▶ ЧТО НУЖНО СДЕЛАТЬ
1. Ответьте на вопросы по фрагменту о Булгакове:
(a) Кто высказал версию о том, что Елену Сергеевну «приставили» к Булгакову от ОГПУ?
(b) Какие слова Е. С. Булгаковой о встрече с Булгаковым приводятся во фрагменте?
(c) За что, по воспоминаниям Е. Калужского, в то время нападали на Художественный театр?
2. Выберите все строки данных, в которых встречается слово «note», и выпишите их.

▶ ФРАГМЕНТ ТЕКСТА
Литмир - Электронная Библиотека
Содержание  
A
A

Даже если и предположить, что Елену Сергеевну к Булгакову «приставили» от ОГПУ, а такая версия существует, она была высказана старшей невесткой Елены Сергеевны, Д. Э. Тубельской, которая писала: «Сейчас произнесу крамольнейшую мысль, пришедшую мне в голову, – а не имела сама Елена Сергеевна особого задания? Вполне допускаю, что на первых порах она холодно принимала любовь М. А., выполняя некое задание, а затем искренне полюбила его сама и посвятила ему всю свою жизнь» [75], – так вот если эту фантазию на минуту и допустить, все равно в их встрече был перст судьбы, пославшей своему испытуемому утешение и поддержку, да и недаром Е. С. Булгакова говорила: «Очевидно, все-таки это была судьба». Однако об этом очень важном сюжете – позднее, а пока обратимся к театральной участи героя, в которой, по воспоминаниям современников, прочитывался тот же мотив глубоко спрятанных душевных страданий.

«Булгаков ни разу не обмолвился о себе или о своих интересах. Его мучило то положение, в которое он, как казалось, невольно ставил театр, – вспоминал Е. Калужский. – В то время на Художественный театр было и без того много нападок за его якобы отставание от современности, неспособность отобразить ее, за мертвую академичность. Михаил Афанасьевич похудел, осунулся, во взгляде появилась настороженность и печаль. <…> Встречаться и видеть Михаила Афанасьевича стало просто тяжело. Держался он всегда мужественно, корректно и достойно, но глаза выдавали глубокую печаль. Юмор стал горьким и каким-то унылым. Это был один из труднейших, если не самый трудный период жизни Булгакова-писателя. Отношения его с Художественным театром в то время складывались по-разному. Возможно и даже наверное, у Михаила Афанасьевича в сердце были претензии к театру за его осторожность и недостаточно энергичную борьбу за пьесы.

▶ ИСХОДНЫЕ ДАННЫЕ
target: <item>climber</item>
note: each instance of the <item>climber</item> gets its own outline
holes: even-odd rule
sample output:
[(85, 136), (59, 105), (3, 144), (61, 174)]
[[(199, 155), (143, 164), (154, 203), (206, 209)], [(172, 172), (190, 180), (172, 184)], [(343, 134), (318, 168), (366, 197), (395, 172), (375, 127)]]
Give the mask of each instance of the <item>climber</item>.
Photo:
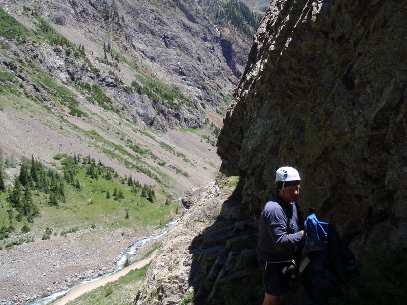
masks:
[(304, 221), (296, 202), (300, 180), (295, 168), (277, 169), (275, 194), (260, 217), (257, 252), (263, 269), (263, 305), (286, 304), (293, 295), (304, 240)]

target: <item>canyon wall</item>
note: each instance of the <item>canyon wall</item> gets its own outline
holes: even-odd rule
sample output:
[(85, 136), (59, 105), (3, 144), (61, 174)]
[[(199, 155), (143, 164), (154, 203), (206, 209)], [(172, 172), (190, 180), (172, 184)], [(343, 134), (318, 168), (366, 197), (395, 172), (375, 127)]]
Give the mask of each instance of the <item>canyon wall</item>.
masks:
[(407, 4), (272, 1), (219, 137), (257, 217), (280, 166), (359, 253), (406, 231)]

▶ ОЖИДАЕМЫЕ ОТВЕТЫ
1.
(a) Старшая невестка Елены Сергеевны, Д. Э. Тубельская.
(b) «Очевидно, все-таки это была судьба».
(c) За его якобы отставание от современности, неспособность отобразить ее и мертвую академичность.

2.
note: each instance of the <item>climber</item> gets its own outline
note: each instance of the <item>canyon wall</item> gets its own outline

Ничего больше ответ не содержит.